**Your assignment:** A faithful copy of the data below is required, leaving out every picture.

**Data for analysis:**
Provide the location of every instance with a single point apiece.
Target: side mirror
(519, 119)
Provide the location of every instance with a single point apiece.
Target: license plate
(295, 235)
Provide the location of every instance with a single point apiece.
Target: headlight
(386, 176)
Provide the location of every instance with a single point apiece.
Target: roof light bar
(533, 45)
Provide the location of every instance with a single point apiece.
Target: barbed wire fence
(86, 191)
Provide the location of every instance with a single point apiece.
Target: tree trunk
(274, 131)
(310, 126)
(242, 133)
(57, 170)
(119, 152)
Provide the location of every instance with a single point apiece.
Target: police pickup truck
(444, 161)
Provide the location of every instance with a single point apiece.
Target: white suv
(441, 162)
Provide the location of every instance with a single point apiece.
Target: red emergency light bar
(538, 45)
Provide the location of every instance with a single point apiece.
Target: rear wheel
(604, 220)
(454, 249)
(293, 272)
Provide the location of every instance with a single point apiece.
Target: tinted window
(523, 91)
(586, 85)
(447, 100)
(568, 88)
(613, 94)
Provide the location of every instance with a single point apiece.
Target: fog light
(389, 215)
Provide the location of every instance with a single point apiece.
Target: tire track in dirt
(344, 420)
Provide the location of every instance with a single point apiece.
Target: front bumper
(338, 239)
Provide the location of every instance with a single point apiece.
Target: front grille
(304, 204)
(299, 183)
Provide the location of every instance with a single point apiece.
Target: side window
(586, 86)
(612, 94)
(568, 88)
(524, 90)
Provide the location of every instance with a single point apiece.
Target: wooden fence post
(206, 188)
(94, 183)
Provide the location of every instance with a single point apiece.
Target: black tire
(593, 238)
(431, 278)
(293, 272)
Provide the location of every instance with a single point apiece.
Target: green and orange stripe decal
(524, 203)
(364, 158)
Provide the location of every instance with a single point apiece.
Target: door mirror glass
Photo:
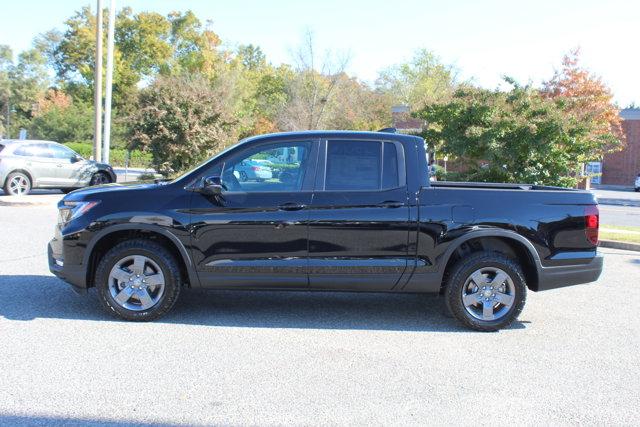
(212, 186)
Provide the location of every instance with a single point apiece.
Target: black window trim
(307, 183)
(321, 174)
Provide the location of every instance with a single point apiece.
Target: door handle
(391, 204)
(291, 207)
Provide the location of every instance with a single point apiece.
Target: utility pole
(109, 83)
(97, 138)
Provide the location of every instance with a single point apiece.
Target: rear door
(255, 235)
(359, 216)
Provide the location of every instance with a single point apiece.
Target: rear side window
(361, 166)
(24, 150)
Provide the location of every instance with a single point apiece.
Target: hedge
(117, 156)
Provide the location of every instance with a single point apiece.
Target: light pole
(109, 84)
(97, 138)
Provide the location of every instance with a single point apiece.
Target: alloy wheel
(18, 185)
(136, 283)
(488, 294)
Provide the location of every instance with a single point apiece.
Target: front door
(359, 217)
(255, 234)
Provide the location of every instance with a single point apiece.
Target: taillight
(592, 223)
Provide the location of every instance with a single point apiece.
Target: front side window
(274, 167)
(361, 166)
(25, 150)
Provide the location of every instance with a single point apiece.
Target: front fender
(152, 228)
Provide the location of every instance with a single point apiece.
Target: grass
(617, 233)
(621, 227)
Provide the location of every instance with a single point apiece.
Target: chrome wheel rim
(488, 294)
(136, 283)
(18, 185)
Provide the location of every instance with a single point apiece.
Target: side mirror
(212, 186)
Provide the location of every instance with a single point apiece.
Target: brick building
(622, 167)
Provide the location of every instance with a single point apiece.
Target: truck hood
(87, 192)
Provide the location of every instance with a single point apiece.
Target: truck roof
(345, 134)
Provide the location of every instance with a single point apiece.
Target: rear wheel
(17, 184)
(486, 291)
(138, 280)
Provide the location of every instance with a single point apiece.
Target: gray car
(25, 165)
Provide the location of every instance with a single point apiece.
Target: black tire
(161, 256)
(458, 278)
(7, 184)
(99, 178)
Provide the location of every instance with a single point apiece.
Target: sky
(484, 39)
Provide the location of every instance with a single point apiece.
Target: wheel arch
(108, 237)
(509, 243)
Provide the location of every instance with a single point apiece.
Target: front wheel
(17, 184)
(138, 280)
(486, 291)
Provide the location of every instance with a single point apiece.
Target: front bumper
(568, 275)
(70, 273)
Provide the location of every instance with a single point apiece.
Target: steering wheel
(230, 180)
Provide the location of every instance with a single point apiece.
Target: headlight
(73, 210)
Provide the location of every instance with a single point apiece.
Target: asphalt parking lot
(269, 358)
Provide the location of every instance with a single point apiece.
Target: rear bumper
(568, 275)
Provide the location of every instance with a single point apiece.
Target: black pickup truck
(326, 210)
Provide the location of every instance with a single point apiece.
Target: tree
(422, 81)
(6, 62)
(252, 57)
(311, 87)
(58, 118)
(514, 136)
(182, 120)
(586, 98)
(20, 86)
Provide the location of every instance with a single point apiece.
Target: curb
(30, 200)
(614, 244)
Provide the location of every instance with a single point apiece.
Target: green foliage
(117, 156)
(514, 136)
(181, 121)
(422, 81)
(63, 124)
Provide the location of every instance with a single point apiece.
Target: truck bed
(497, 186)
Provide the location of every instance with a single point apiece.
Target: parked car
(253, 170)
(25, 165)
(357, 214)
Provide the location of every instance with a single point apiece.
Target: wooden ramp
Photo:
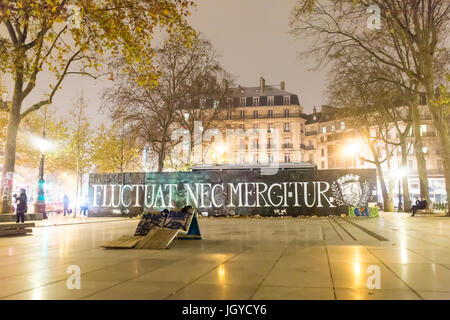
(16, 229)
(124, 242)
(157, 230)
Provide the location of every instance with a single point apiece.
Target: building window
(287, 158)
(255, 144)
(423, 130)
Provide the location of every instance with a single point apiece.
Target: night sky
(252, 37)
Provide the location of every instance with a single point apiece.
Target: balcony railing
(263, 116)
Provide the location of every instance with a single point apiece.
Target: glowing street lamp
(352, 149)
(39, 207)
(220, 151)
(400, 173)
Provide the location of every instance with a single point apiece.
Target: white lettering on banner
(236, 191)
(190, 195)
(160, 194)
(171, 187)
(204, 194)
(261, 194)
(113, 195)
(147, 196)
(308, 194)
(95, 186)
(213, 195)
(127, 186)
(247, 193)
(269, 193)
(137, 195)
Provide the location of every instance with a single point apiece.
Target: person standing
(22, 206)
(84, 207)
(66, 202)
(419, 205)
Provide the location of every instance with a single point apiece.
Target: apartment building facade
(276, 129)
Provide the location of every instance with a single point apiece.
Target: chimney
(262, 84)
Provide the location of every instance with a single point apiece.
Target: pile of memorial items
(156, 230)
(16, 229)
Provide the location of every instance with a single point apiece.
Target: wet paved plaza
(239, 258)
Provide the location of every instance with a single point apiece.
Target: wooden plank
(7, 226)
(157, 239)
(13, 232)
(124, 242)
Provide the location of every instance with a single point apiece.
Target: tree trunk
(387, 200)
(443, 134)
(9, 162)
(405, 184)
(418, 150)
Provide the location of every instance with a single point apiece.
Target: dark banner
(290, 192)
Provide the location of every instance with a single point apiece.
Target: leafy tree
(65, 39)
(79, 145)
(411, 41)
(115, 150)
(190, 80)
(56, 133)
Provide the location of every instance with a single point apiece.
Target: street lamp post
(39, 206)
(400, 173)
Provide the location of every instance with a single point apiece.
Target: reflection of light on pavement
(357, 269)
(37, 294)
(221, 273)
(404, 255)
(44, 241)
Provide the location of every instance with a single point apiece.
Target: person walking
(420, 204)
(21, 206)
(84, 207)
(66, 202)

**Finished exercise:**
Provide the location of every instance with a single point apiece.
Target: side mirror
(519, 119)
Provide the location of every instance with a single point apiece.
Target: license plate
(295, 235)
Provide the location of every instance with a single point apiece.
Target: headlight
(386, 176)
Provide the location of every instance with a single point apiece.
Target: roof light bar
(533, 45)
Provide the location of every instance with a single point apiece.
Target: barbed wire fence
(86, 191)
Provide the location of every instance with a single point apiece.
Target: tree trunk
(274, 131)
(310, 126)
(242, 133)
(57, 170)
(119, 152)
Provide the location of every instance with a single point apiece.
Target: police pickup truck
(444, 161)
Provide the location of every instance with a single point apiece.
Target: white suv
(441, 162)
Provide the location of every instance with a single point apiece.
Target: red emergency light bar
(538, 45)
Provide the location of every instance with a single point apiece.
Target: rear wheel
(604, 220)
(454, 249)
(293, 272)
Provide the location of every instance with a single point apiece.
Target: tinted window
(523, 91)
(586, 85)
(447, 100)
(568, 88)
(613, 94)
Provide the location of every instance with a single point apiece.
Target: fog light
(389, 215)
Provide the location of every instance with a single point apiece.
Target: tire track in dirt
(344, 420)
Provide the location of every instance with a single point apiece.
Target: front bumper
(338, 239)
Provide the location of every instance with a single point apiece.
Target: front grille
(304, 204)
(299, 183)
Provide the location of every instance with a single point apiece.
Target: side window
(586, 86)
(612, 94)
(568, 88)
(524, 90)
Provide the location of every instance with a single point apiece.
Target: wooden fence post
(206, 188)
(94, 183)
Provide the location of every instance with a single point apiece.
Target: black tire
(593, 238)
(431, 278)
(293, 272)
Provide the location of every instance with a single point apiece.
Target: green and orange stripe decal
(524, 203)
(364, 158)
Provide the location of every instance with a single point apiece.
Target: door mirror glass
Photo:
(212, 186)
Provide the location of every instance with a single point apiece.
Target: black window trim
(307, 183)
(321, 174)
Provide the location of every instance with a single point apiece.
Target: door handle
(391, 204)
(291, 207)
Provide the location of every instance with a single point apiece.
Target: utility pole
(109, 83)
(97, 138)
Provide the location of every instance with a single point apiece.
Target: rear door
(255, 235)
(359, 216)
Provide the location of every instance with a single point apiece.
Target: rear side window
(361, 166)
(24, 150)
Provide the location of every instance with a single point apiece.
Target: hedge
(117, 156)
Provide the location of every instance with a single point apiece.
Target: light pole
(109, 84)
(97, 138)
Provide the location of every instance with a single point apiece.
Target: alloy wheel
(18, 185)
(136, 283)
(488, 294)
Provide the location of every instance with a single point apiece.
Target: front door
(359, 217)
(255, 234)
Provide the location of every instance with a single point apiece.
Target: taillight
(592, 223)
Provide the location of every instance with a single point apiece.
Target: front side window
(274, 167)
(361, 166)
(25, 150)
Provide the location of every instance with a single point apiece.
Target: front fender
(152, 228)
Provide the location of every instance with a single point apiece.
Target: grass
(617, 233)
(621, 227)
Provide the location of every instance with a single point apiece.
Target: chrome wheel rim
(488, 294)
(136, 283)
(18, 185)
Provide the location of every instance with a single point apiece.
Target: side mirror
(212, 186)
Provide the location of every instance with a single point apiece.
Target: brick building
(622, 167)
Provide the location of every instance with a single point apiece.
Target: truck hood
(87, 192)
Provide the location of every instance with a single point apiece.
Target: truck roof
(345, 134)
Provide the location of every instance with a single point apiece.
Target: rear wheel
(17, 184)
(486, 291)
(138, 280)
Provide the location of every instance with a single point apiece.
Target: gray car
(25, 165)
Provide the location of every instance with a single point apiece.
Target: black tire
(161, 256)
(458, 278)
(7, 184)
(99, 178)
Provide the location of every instance with a single point apiece.
Target: sky
(484, 39)
Provide the location of every instance with a single point apiece.
Target: wheel arch
(108, 237)
(509, 243)
Provide the location of every instance with a single point apiece.
Target: front wheel
(17, 184)
(138, 280)
(486, 291)
Provide the location of every instance with a single point apiece.
Target: front bumper
(568, 275)
(70, 273)
Provide the location of every instance with a single point apiece.
Target: steering wheel
(230, 180)
Provide the location of every instance with a single point apiece.
Target: headlight
(73, 210)
Provide the location of every instance with a single point apiece.
Target: asphalt parking lot
(269, 358)
Provide the location of every instance with a single point apiece.
Target: rear bumper
(568, 275)
Provide the location of every instance with a single point apiece.
Target: black pickup truck
(326, 210)
Provide the location of every instance with a single point apiece.
Target: tree
(422, 81)
(6, 62)
(252, 57)
(311, 87)
(58, 118)
(514, 136)
(182, 120)
(586, 98)
(20, 86)
Provide the location of every instance with a single point apiece.
Target: curb
(30, 200)
(614, 244)
Provide the location of every instance with a single point apiece.
Target: green foliage
(117, 156)
(514, 136)
(181, 121)
(422, 81)
(63, 124)
Provide the location of every instance with a single point apiece.
Target: truck bed
(497, 186)
Provide the location of every instance with a single point apiece.
Target: parked car
(253, 170)
(25, 165)
(357, 214)
Provide the location of every instance with a single point apiece.
Target: wooden ramp
Photo:
(16, 229)
(124, 242)
(157, 230)
Provide the location of every instance with a single point apiece.
Target: building window
(287, 158)
(255, 144)
(423, 130)
Provide the location of every instance with a single point apiece.
Target: night sky
(252, 37)
Provide the location of every instance with a single point apiece.
Target: balcony railing
(263, 116)
Provide the location of every instance with a single point apiece.
Target: glowing street lamp
(352, 149)
(39, 207)
(220, 151)
(400, 173)
Provide the location of every instance with a single point apiece.
Target: white lettering on banner
(236, 191)
(190, 195)
(160, 194)
(171, 187)
(204, 194)
(261, 194)
(113, 195)
(147, 196)
(308, 194)
(95, 186)
(213, 195)
(127, 186)
(247, 193)
(269, 193)
(137, 195)
Provide the location of every instance with a single point apiece.
Target: person standing
(22, 206)
(84, 207)
(66, 202)
(419, 205)
Provide the location of every instance with a single point apiece.
Target: apartment building facade
(276, 129)
Provide the location of every instance with a single point apiece.
Target: chimney
(262, 84)
Provide the location of every instance with a single point apiece.
Target: pile of memorial items
(156, 230)
(16, 229)
Provide the location of every instance with a single point apiece.
Target: wet paved plaza
(239, 258)
Provide the location of every instance with a single point apiece.
Target: wooden plank
(7, 226)
(157, 239)
(13, 232)
(124, 242)
Provide the location of every instance with a single point apiece.
Target: tree trunk
(387, 200)
(443, 134)
(9, 162)
(405, 184)
(418, 150)
Provide the location of every instance with a single point apiece.
Target: dark banner
(290, 192)
Provide the location of every instance with a single point apiece.
Target: leafy tree
(65, 39)
(79, 145)
(411, 41)
(115, 150)
(190, 80)
(56, 133)
Provide the location of every instance with a single point apiece.
Target: street lamp post
(39, 206)
(400, 173)
Provide the location of every instance with a single point apiece.
Target: reflection of light on pavement
(357, 269)
(37, 294)
(221, 273)
(404, 255)
(44, 241)
Provide the location of every instance with a single point apiece.
Target: person walking
(420, 204)
(21, 206)
(84, 207)
(66, 202)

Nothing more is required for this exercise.